## begin Passage provided

Much commotion was made over a tre flip in 2025. After the Top 10 Desk conceded to the zeitgeist in its final dispatch of the year — rather than clawing against it like it might’ve stubbornly been inclined to do during less-exhausting years — the QS office was able to find consolation in the fact that this tre flip could be left behind in the year it had come to define.
And what better way to palette-cleanse and usher in a new year for tre flips than… over a hundred new tre flips?
“Excuse me sir, your phone and pills are on the ledge we’re trying to skate.”
As the company charter dictates, before we put the lid on 2025, we must chop up a bunch of clips from the past twelve months to the year’s defining songs. And man, is it a tremendous relief to have MexikoDro soundtracking the chilling-but-sometimes-hitting-the-bar experience in 2025. If someone can make “woke up, took a shower, got dressed” sound that fuckin’ cool, there’s no reason for you not to find the magic in the routine of your own life, yaknow? Beyond that, we’d like to welcome Tinashe back to the fold of the “Best of” edit #musicsupervision for the first time since 2014 …with a song that sounds like it’s right out of 2014 (in a good way, obvs.) And if you didn’t hear “Shake It To The Max” seventeen billion times this year, you didn’t leave your house. Here’s one more.
Otherwise, we filmed Antonio and K.T. do seventeen billion switch tre’s, went to Lisbon, and got stuck at the Banks more than once. Thanks everyone for rocking with us this year, and thanks to Jefé and K.T. for filming a bunch of the phone clips. See everyone in 2026 ❤️
(There was some fuzzy audio shit in a couple of the clips I couldn’t figure out, but December 30th isn’t a day for troubleshooting. It’s an edit for the bros, not Cannes.)

## end Passage provided

* Written exercise
Return the entire year-end skate post word for word. Nothing in the data is needed here.

## begin Data

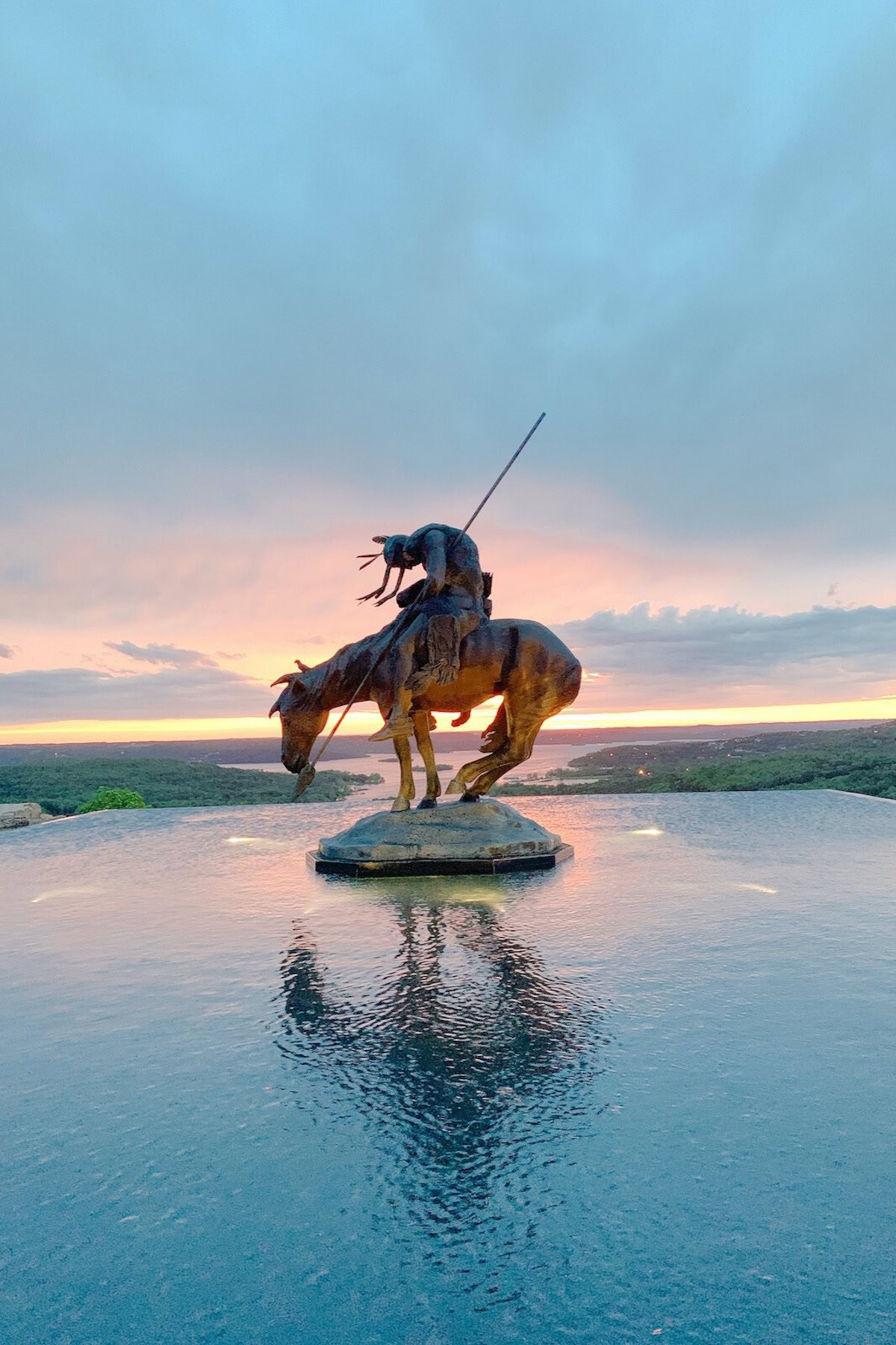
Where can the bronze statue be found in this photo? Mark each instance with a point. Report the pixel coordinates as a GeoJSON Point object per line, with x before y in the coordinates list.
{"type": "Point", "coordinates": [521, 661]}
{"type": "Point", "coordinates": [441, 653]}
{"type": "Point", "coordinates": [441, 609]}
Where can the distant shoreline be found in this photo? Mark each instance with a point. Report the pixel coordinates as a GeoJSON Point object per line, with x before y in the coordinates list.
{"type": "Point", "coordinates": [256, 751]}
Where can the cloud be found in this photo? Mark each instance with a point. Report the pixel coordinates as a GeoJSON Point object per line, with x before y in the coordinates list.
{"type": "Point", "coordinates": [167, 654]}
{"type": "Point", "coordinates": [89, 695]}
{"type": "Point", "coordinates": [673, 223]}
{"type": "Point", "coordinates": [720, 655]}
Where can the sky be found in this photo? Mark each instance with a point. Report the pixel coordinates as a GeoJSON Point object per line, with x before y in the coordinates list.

## end Data

* Answer for this exercise
Much commotion was made over a tre flip in 2025. After the Top 10 Desk conceded to the zeitgeist in its final dispatch of the year — rather than clawing against it like it might’ve stubbornly been inclined to do during less-exhausting years — the QS office was able to find consolation in the fact that this tre flip could be left behind in the year it had come to define.
And what better way to palette-cleanse and usher in a new year for tre flips than… over a hundred new tre flips?
“Excuse me sir, your phone and pills are on the ledge we’re trying to skate.”
As the company charter dictates, before we put the lid on 2025, we must chop up a bunch of clips from the past twelve months to the year’s defining songs. And man, is it a tremendous relief to have MexikoDro soundtracking the chilling-but-sometimes-hitting-the-bar experience in 2025. If someone can make “woke up, took a shower, got dressed” sound that fuckin’ cool, there’s no reason for you not to find the magic in the routine of your own life, yaknow? Beyond that, we’d like to welcome Tinashe back to the fold of the “Best of” edit #musicsupervision for the first time since 2014 …with a song that sounds like it’s right out of 2014 (in a good way, obvs.) And if you didn’t hear “Shake It To The Max” seventeen billion times this year, you didn’t leave your house. Here’s one more.
Otherwise, we filmed Antonio and K.T. do seventeen billion switch tre’s, went to Lisbon, and got stuck at the Banks more than once. Thanks everyone for rocking with us this year, and thanks to Jefé and K.T. for filming a bunch of the phone clips. See everyone in 2026 ❤️
(There was some fuzzy audio shit in a couple of the clips I couldn’t figure out, but December 30th isn’t a day for troubleshooting. It’s an edit for the bros, not Cannes.)